• **WHAT NEEDS TO BE DONE**: Copy the part of the data that opens with the line containing "Please tag the concrete" and closes with the line containing "column 249, row 263", and put "mark" wherever "tag" stands, changing nothing else. Give only those lines.
★ ★ ★ ★ ★ ★ ★
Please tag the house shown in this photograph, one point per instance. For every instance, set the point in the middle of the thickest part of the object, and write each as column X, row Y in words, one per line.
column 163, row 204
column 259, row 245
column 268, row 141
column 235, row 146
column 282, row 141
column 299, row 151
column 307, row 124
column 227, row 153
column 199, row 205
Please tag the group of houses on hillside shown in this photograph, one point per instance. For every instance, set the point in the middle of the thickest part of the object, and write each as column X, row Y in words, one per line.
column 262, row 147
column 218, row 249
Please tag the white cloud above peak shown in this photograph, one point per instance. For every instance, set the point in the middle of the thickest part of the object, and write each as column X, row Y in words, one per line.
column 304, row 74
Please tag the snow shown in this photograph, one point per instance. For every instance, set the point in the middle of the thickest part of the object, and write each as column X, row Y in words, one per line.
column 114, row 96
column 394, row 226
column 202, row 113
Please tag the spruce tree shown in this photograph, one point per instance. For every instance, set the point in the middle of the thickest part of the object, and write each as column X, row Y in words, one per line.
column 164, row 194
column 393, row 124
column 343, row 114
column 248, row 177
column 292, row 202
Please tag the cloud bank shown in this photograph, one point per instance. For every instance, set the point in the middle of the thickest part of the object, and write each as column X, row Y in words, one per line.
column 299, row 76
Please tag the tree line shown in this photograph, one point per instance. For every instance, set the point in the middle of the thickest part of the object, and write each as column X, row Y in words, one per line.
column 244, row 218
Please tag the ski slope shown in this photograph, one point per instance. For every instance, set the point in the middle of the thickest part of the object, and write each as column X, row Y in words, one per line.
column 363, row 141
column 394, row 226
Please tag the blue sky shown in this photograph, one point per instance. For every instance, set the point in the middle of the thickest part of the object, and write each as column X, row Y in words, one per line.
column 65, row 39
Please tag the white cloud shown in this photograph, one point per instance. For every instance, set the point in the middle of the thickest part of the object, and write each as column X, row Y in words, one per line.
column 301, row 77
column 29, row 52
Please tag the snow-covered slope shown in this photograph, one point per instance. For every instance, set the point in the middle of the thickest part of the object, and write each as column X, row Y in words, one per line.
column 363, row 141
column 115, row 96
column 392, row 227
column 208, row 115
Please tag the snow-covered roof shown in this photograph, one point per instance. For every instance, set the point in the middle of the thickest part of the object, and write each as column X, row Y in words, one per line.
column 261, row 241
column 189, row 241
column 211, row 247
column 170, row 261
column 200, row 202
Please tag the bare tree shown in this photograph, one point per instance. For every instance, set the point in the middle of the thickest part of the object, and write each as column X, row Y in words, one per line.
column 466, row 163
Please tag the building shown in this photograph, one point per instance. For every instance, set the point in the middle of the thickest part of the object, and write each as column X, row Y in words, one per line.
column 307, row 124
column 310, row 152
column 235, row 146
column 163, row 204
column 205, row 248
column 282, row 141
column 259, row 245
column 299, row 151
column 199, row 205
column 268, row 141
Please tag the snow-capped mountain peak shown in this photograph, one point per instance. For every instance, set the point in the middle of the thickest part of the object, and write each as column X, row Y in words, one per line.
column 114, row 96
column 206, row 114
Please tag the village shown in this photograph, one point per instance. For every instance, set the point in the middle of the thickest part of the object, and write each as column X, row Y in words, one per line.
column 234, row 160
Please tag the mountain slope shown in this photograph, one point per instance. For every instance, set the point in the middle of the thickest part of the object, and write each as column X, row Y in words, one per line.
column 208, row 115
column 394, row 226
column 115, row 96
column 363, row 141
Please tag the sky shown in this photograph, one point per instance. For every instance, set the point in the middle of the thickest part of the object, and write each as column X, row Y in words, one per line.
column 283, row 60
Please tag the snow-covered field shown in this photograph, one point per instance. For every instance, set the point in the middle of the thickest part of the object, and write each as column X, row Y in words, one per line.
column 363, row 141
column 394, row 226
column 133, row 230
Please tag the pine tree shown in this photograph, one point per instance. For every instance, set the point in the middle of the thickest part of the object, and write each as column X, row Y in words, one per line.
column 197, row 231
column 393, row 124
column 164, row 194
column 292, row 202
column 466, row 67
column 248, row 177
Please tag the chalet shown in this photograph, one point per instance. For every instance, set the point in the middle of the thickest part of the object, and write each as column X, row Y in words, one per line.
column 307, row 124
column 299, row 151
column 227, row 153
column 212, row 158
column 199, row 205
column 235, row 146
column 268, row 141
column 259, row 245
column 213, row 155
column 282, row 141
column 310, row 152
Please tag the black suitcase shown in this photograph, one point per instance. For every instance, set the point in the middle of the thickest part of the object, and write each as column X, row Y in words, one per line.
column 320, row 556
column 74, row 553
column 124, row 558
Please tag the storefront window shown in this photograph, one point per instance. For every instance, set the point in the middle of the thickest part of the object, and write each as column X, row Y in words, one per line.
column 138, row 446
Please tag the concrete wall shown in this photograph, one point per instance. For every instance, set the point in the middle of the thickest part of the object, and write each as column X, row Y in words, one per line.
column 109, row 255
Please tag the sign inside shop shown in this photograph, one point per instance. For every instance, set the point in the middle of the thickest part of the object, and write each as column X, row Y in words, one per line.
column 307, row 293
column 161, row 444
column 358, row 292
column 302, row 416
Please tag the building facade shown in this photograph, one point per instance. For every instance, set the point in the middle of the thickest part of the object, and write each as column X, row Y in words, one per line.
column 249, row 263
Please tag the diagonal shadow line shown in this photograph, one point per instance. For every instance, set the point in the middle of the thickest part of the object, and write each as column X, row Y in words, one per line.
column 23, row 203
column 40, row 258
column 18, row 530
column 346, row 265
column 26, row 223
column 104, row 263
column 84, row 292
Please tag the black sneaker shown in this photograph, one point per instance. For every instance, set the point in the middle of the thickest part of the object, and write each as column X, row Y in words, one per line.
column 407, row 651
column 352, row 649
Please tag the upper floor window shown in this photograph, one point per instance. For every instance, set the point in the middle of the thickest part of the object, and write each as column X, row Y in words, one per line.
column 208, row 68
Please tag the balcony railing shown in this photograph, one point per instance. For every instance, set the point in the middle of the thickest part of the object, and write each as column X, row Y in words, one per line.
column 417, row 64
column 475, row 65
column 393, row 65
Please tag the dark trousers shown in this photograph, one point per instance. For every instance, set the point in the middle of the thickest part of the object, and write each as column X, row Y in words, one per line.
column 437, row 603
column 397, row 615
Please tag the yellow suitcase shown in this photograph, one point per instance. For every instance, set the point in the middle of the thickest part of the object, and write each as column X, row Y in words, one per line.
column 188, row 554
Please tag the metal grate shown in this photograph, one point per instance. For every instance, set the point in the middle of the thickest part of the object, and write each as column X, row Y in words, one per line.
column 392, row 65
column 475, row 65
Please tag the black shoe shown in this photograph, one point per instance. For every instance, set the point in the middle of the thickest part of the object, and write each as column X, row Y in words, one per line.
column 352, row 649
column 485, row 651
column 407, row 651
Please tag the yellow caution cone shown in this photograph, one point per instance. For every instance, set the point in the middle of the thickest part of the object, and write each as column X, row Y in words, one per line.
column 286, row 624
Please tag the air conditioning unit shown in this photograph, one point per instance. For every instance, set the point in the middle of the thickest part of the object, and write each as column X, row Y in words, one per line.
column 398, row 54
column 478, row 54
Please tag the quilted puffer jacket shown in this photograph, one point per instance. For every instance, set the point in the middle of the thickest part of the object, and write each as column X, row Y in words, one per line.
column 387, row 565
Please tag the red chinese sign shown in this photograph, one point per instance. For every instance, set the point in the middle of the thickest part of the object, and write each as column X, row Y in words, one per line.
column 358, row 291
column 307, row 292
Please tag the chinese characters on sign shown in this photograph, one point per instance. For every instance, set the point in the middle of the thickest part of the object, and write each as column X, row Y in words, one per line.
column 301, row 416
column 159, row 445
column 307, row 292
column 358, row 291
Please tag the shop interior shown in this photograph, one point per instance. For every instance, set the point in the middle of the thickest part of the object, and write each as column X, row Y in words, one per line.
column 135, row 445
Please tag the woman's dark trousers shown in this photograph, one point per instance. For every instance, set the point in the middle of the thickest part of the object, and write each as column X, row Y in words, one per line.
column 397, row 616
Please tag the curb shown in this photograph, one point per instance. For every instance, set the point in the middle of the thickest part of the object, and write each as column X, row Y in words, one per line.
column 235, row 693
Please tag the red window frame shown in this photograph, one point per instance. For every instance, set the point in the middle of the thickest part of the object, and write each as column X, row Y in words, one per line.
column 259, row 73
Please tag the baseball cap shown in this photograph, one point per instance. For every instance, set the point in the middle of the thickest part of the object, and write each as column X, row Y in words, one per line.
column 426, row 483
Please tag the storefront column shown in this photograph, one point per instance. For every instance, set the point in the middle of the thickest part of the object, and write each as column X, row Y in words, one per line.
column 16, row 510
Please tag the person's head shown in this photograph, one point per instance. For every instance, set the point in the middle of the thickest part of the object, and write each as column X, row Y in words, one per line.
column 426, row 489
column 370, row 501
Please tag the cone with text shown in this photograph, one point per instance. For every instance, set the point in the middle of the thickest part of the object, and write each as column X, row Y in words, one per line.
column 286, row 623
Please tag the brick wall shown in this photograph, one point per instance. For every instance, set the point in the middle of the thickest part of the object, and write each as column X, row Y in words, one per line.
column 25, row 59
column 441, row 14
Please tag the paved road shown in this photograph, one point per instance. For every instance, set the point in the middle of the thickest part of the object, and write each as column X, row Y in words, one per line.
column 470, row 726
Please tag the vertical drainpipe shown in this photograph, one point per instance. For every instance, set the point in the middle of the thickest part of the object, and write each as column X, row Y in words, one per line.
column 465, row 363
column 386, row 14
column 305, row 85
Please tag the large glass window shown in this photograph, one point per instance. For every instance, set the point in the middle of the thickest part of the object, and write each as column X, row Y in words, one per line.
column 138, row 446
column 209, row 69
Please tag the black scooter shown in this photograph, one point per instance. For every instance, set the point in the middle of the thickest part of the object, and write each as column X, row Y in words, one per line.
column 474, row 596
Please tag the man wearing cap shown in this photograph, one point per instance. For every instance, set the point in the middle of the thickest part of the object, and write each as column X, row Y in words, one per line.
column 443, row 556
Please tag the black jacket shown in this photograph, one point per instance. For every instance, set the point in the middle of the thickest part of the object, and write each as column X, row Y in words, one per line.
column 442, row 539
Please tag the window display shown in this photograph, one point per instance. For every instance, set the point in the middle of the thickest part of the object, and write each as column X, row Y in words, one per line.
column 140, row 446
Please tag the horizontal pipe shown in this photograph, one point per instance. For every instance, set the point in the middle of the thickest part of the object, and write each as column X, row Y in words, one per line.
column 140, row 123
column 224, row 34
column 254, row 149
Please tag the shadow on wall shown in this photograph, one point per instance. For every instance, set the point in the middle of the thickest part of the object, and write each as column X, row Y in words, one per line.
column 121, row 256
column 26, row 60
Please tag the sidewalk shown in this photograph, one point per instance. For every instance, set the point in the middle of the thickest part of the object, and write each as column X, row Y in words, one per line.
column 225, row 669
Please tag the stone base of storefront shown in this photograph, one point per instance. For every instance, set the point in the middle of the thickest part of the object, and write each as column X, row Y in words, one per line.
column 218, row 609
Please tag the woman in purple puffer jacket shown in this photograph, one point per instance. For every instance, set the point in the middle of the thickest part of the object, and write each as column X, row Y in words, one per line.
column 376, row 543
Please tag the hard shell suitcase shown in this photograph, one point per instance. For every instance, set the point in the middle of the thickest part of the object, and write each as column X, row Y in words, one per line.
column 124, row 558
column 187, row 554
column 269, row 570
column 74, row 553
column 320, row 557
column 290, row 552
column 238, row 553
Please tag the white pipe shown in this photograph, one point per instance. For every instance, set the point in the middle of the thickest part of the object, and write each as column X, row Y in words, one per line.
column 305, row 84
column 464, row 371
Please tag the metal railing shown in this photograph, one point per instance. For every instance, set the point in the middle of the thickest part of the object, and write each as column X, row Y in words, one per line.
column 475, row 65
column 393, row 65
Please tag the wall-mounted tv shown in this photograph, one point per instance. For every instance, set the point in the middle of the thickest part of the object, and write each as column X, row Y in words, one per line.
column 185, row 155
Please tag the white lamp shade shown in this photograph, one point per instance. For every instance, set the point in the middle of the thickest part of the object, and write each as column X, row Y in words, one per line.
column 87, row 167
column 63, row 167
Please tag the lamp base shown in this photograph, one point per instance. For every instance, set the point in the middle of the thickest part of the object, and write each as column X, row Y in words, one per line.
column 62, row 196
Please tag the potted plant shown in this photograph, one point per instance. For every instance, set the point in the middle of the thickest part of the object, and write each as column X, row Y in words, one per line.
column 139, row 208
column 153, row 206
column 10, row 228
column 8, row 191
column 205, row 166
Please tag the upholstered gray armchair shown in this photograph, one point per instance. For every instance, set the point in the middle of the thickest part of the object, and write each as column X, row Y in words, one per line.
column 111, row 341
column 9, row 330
★ ★ ★ ★ ★ ★ ★
• **RESULT**:
Please mark the concrete wall shown in this photograph, one point per instance. For every instance, set the point in the middle of the thickest part of the object, and write each as column X, row Y in words, one per line.
column 109, row 255
Please mark the sign inside shop shown in this photograph, one point per instance. For every instance, set the point in the middle of the thickest part of the object, and write each as column X, row Y in words, one per line.
column 307, row 293
column 161, row 444
column 358, row 292
column 302, row 416
Please mark the building facade shown in this photograph, one point per instance. For every instance, set the point in the middle of the thickest part of the object, and write each as column X, row Y in words, one per line.
column 249, row 263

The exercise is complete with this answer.